_AIM OF THE TASK_.
Could you arrange the part of the listing that opens with the line containing "I need to know where the electrical" and closes with the line containing "[583,125,638,346]" as a Markdown table with the columns Row and Line, leaving out blank lines?

[Image box annotation listing]

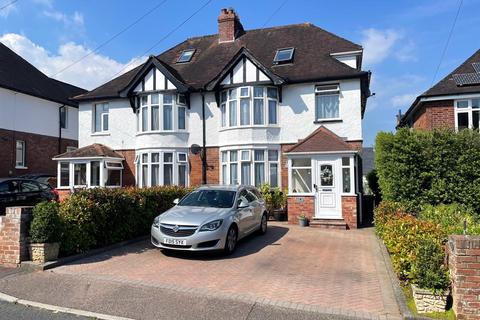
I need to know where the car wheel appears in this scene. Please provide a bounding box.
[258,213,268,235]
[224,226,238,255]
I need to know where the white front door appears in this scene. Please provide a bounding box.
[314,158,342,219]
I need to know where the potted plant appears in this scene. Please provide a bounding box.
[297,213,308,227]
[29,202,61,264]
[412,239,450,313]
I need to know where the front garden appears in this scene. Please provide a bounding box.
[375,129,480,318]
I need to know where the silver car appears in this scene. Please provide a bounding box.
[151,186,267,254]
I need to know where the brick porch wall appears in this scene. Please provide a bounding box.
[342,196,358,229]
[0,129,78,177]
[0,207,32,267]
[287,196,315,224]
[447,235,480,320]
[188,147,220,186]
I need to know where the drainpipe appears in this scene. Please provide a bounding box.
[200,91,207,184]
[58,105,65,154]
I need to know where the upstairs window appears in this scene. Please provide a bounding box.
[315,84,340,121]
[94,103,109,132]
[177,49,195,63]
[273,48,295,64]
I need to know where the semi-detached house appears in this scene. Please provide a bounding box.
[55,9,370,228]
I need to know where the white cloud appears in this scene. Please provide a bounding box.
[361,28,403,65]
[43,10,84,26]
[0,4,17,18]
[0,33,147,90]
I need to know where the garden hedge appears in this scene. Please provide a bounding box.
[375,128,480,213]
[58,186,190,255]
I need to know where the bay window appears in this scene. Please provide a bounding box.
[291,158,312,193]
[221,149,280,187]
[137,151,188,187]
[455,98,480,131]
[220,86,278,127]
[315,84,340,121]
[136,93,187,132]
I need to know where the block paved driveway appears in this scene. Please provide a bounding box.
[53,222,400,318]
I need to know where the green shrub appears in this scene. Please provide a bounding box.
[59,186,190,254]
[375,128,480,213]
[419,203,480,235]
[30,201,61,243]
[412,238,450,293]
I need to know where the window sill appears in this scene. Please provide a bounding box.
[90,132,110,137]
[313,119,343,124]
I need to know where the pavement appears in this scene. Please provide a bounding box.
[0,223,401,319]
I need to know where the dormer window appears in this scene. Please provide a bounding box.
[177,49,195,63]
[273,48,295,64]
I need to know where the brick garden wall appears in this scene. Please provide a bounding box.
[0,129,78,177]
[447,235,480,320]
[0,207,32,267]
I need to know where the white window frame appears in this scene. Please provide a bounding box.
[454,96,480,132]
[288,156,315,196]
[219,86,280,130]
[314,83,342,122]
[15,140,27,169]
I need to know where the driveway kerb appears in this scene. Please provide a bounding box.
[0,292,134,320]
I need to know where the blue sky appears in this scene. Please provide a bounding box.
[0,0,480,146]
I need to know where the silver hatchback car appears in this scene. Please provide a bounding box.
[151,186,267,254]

==

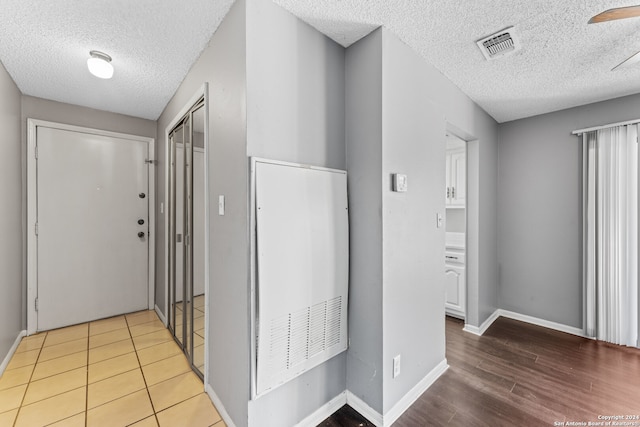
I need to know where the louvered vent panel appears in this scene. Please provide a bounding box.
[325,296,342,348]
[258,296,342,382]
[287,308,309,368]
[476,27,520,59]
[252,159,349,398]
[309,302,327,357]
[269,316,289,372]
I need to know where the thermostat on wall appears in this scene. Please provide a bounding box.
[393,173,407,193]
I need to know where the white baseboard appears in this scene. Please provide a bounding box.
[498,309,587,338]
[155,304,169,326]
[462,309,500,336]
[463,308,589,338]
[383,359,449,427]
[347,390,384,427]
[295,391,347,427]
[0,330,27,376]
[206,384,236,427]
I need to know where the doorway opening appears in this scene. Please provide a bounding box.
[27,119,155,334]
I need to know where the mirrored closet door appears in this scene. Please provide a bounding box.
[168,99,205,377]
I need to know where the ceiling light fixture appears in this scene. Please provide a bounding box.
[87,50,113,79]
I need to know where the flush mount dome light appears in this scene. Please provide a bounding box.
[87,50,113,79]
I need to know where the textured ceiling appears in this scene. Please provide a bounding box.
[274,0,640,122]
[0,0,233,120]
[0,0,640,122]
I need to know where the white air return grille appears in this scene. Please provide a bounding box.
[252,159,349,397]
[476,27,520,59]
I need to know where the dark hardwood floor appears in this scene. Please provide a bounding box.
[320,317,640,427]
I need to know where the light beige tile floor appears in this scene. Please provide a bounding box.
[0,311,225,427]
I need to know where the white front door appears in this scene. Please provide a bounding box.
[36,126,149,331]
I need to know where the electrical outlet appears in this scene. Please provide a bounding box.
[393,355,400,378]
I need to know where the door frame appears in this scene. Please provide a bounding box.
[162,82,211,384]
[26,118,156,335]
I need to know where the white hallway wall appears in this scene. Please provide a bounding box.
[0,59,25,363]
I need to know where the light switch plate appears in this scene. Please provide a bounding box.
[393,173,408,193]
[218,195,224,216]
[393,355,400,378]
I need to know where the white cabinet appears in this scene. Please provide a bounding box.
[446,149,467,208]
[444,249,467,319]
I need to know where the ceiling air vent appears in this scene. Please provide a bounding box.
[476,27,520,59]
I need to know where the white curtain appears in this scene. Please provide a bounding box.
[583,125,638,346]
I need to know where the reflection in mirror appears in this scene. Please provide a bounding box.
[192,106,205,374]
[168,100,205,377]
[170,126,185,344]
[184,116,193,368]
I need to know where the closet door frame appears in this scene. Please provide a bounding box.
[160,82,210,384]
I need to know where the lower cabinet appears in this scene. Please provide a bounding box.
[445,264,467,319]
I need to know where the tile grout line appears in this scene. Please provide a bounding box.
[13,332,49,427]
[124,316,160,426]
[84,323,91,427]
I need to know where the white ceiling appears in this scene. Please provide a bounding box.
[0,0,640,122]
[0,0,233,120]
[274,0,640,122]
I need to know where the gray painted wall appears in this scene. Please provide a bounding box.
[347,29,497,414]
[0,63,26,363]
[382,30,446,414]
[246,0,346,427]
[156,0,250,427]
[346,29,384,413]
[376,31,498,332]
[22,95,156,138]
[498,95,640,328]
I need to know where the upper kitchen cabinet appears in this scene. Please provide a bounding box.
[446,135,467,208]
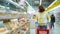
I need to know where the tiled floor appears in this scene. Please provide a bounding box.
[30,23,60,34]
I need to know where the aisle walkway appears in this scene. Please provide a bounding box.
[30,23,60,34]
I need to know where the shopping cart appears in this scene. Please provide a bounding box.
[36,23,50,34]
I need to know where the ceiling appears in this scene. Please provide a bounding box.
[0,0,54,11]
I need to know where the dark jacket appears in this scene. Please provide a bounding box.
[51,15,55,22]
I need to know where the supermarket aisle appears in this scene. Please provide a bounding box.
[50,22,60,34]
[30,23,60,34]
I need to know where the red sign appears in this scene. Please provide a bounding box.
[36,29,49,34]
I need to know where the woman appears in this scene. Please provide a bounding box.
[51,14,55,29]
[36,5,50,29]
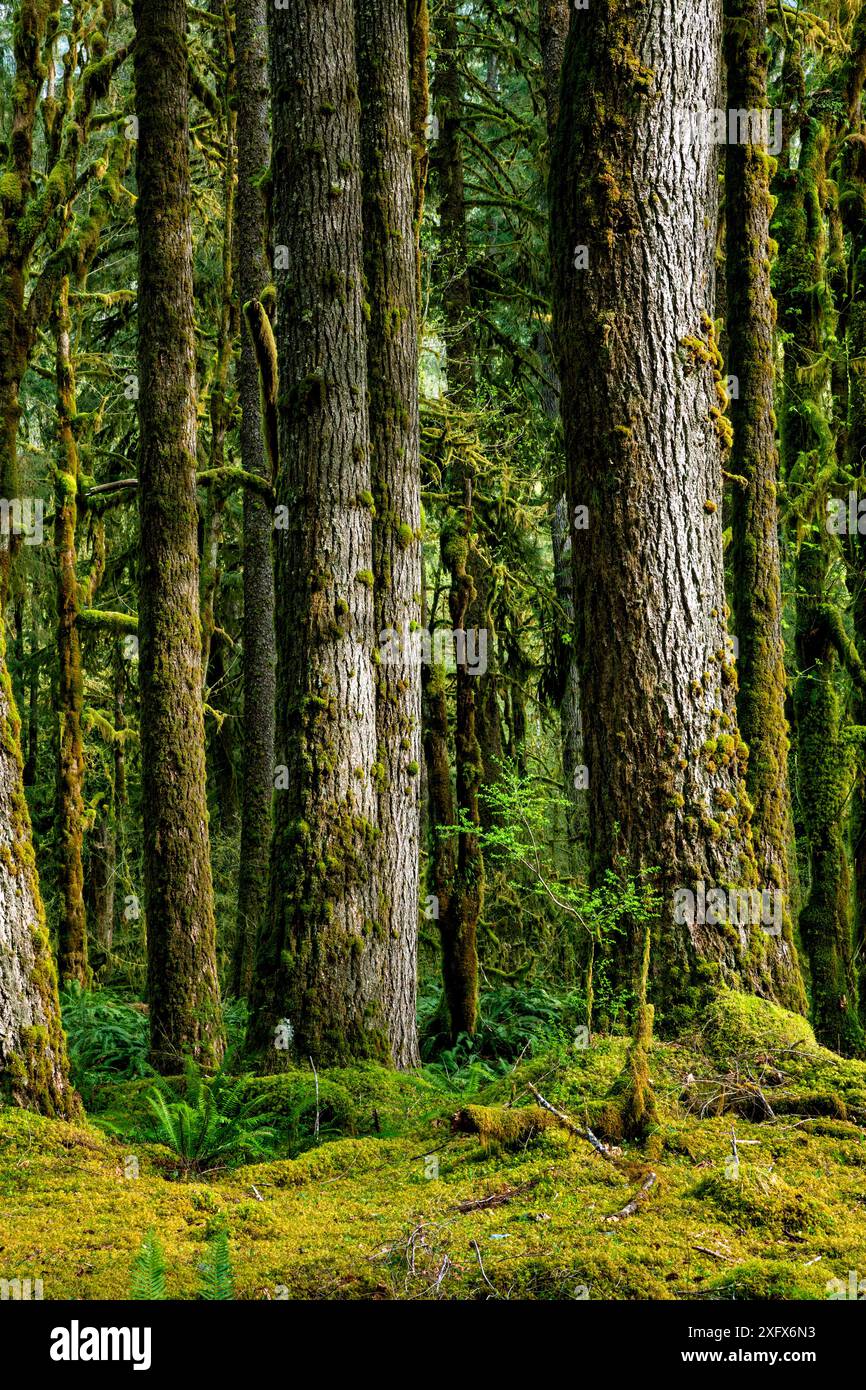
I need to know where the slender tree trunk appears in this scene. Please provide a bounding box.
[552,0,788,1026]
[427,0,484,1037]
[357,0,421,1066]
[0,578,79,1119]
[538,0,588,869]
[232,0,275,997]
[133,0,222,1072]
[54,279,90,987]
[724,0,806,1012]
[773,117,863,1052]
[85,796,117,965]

_EXERCISE OUTPUT_.
| Row | Line |
|---|---|
| 1 | I need to know where the electrical outlet appears in this scene. Please provide a bounding box. |
| 2 | [393,355,400,378] |
| 3 | I need to know where the door frame appears in this scene. Please provide a bounding box. |
| 4 | [162,82,211,384] |
| 5 | [26,118,156,335] |
| 6 | I need to know where the white hallway wall appears in this scene. Please provide a bounding box. |
| 7 | [0,59,25,363] |
| 8 | I need to know where the light switch plate appears in this scene. Please provide a bounding box. |
| 9 | [393,173,408,193] |
| 10 | [218,195,224,216] |
| 11 | [393,355,400,378] |
| 12 | I need to know where the white cabinet appears in this scene. Please provide a bounding box. |
| 13 | [446,149,467,208] |
| 14 | [444,249,467,319] |
| 15 | I need to know where the ceiling air vent appears in this scene. Please provide a bounding box. |
| 16 | [476,27,520,59] |
| 17 | I need to know where the white curtain appears in this scene. Please provide a bounding box. |
| 18 | [583,125,638,346] |